====== Information shown

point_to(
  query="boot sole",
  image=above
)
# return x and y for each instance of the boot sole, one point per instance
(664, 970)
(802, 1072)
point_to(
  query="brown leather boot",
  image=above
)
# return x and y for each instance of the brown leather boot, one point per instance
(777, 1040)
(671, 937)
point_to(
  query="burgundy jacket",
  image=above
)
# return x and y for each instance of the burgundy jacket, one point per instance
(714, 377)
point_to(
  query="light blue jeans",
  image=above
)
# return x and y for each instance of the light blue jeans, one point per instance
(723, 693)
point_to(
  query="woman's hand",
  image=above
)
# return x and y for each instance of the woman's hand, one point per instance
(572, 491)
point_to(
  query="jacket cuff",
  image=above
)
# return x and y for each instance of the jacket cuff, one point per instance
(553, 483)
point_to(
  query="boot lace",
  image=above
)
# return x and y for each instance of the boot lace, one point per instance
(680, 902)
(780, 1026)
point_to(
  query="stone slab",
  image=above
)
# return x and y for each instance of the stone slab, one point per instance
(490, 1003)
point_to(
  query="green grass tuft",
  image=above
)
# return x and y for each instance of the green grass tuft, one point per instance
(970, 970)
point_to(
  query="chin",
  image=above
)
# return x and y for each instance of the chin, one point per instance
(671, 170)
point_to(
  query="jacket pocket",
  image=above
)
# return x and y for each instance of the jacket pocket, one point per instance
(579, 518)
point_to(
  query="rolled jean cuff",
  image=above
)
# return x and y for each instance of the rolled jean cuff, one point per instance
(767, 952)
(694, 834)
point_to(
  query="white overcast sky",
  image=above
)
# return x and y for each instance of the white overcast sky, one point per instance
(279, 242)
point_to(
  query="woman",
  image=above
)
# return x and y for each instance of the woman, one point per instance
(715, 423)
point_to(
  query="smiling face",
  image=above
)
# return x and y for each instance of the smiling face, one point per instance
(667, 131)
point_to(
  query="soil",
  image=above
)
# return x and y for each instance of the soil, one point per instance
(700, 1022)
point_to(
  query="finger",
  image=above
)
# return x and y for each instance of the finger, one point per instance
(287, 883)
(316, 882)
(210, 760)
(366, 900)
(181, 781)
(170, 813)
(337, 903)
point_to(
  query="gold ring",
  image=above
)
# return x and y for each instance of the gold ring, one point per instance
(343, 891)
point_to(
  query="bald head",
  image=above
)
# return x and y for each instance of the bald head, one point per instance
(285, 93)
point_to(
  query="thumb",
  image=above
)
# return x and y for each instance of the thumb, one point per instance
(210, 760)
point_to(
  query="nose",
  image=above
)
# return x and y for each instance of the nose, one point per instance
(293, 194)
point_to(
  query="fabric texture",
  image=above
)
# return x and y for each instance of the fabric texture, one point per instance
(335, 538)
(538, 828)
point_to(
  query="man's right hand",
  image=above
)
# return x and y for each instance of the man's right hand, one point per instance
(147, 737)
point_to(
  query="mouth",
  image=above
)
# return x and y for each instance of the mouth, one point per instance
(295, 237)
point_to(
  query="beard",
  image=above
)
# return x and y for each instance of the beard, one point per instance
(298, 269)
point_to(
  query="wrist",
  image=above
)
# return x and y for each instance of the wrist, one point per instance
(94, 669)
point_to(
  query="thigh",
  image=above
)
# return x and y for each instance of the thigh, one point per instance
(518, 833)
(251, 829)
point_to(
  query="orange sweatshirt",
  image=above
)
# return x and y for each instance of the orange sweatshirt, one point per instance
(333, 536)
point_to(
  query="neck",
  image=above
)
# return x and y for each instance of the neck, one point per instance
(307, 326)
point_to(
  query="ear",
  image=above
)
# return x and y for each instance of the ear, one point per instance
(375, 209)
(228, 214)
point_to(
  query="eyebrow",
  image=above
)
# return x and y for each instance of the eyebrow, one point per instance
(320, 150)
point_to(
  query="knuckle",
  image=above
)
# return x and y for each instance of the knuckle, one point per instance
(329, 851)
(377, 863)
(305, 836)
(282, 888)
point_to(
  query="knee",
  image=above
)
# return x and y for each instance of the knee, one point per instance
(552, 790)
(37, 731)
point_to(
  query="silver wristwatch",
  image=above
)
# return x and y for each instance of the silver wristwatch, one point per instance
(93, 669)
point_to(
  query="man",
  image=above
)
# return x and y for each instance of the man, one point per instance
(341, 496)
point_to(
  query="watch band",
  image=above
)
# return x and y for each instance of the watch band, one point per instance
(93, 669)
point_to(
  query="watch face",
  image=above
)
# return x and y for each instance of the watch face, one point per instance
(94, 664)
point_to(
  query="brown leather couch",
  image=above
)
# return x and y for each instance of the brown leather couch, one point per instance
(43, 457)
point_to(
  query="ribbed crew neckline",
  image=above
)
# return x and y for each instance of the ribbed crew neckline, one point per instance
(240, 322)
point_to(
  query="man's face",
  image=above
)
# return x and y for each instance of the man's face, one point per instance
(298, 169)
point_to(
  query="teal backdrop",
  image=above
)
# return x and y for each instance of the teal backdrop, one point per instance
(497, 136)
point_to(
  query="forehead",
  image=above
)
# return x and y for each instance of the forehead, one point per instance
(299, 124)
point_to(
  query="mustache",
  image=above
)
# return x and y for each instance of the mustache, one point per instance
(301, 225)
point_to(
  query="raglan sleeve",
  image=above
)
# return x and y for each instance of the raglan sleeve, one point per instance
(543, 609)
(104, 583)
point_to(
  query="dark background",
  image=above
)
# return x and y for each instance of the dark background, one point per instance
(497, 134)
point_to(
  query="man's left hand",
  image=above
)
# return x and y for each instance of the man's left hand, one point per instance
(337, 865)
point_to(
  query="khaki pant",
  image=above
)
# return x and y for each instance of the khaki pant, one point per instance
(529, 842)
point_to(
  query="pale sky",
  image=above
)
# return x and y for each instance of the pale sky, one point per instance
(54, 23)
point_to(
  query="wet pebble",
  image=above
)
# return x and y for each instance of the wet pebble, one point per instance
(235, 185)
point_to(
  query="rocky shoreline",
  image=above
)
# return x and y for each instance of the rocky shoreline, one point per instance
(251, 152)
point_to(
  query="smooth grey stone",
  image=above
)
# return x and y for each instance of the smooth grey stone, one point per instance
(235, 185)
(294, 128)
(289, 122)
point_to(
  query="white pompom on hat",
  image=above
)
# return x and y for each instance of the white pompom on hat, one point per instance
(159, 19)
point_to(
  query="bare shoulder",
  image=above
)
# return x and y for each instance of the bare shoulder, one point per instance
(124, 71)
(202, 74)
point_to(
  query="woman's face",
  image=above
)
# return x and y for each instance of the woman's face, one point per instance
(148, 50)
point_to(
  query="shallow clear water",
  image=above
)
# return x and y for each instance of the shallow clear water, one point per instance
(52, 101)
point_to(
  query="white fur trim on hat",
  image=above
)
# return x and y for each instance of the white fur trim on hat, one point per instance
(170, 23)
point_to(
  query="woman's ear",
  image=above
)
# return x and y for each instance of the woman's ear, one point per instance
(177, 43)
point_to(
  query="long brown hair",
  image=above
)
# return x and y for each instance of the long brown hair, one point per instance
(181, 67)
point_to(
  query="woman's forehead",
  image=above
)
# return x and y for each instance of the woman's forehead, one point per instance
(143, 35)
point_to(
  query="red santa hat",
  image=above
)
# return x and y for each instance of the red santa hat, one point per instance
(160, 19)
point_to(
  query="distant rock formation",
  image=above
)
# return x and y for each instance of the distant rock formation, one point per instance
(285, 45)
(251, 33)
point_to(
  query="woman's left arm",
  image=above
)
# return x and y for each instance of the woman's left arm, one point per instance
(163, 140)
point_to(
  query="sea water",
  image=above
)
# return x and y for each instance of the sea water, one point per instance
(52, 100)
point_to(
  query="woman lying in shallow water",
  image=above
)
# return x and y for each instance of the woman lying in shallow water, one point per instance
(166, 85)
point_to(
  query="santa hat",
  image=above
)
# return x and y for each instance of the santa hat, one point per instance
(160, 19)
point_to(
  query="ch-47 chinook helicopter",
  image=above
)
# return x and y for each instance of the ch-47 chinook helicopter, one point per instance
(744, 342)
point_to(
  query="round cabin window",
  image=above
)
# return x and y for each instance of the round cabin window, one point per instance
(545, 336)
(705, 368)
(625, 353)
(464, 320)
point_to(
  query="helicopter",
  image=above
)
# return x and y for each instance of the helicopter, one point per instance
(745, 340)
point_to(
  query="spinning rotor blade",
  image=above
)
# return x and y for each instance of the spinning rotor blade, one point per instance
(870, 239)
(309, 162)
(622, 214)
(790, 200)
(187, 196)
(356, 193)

============

Select and copy every line of the records above that contains the string "trim". Case counts.

  query="white fur trim on hat",
# return x and y for each instance of the white fur trim on hat, one point per instance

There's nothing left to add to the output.